◆ Assignment
Please copy out every line in the records below that includes the word "blue".

Working data below:

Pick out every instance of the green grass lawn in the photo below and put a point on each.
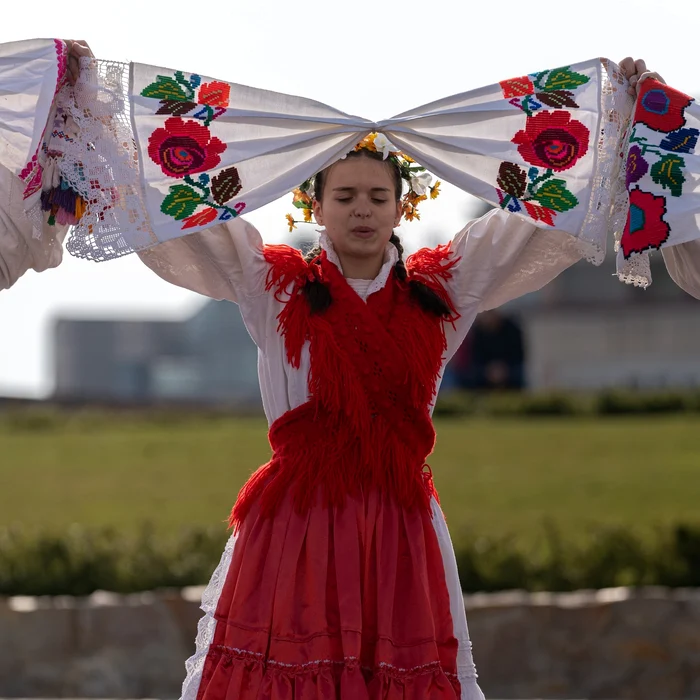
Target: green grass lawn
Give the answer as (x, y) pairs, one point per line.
(495, 476)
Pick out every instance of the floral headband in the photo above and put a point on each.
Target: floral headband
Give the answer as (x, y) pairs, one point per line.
(418, 179)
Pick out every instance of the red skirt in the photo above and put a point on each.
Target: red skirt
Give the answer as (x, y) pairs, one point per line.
(349, 603)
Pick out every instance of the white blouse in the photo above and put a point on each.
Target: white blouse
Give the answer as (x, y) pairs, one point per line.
(501, 257)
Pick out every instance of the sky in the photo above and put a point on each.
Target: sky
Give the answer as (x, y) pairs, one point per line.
(373, 59)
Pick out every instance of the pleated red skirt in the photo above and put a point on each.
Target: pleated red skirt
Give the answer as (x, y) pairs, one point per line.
(348, 603)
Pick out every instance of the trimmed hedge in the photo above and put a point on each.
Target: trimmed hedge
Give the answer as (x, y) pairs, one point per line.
(81, 561)
(47, 416)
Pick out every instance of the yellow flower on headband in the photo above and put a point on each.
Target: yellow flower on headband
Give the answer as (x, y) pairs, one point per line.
(368, 143)
(416, 177)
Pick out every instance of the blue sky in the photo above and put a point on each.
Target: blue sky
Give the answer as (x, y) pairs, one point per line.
(373, 59)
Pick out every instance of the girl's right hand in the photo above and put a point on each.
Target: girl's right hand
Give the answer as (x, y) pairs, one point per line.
(77, 48)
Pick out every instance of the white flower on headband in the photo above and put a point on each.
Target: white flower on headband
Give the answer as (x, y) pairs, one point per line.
(420, 182)
(384, 146)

End of Working data.

◆ Solution for this task
Pick out every instance of the blue sky in the photo above and put a point on each.
Target: blue sky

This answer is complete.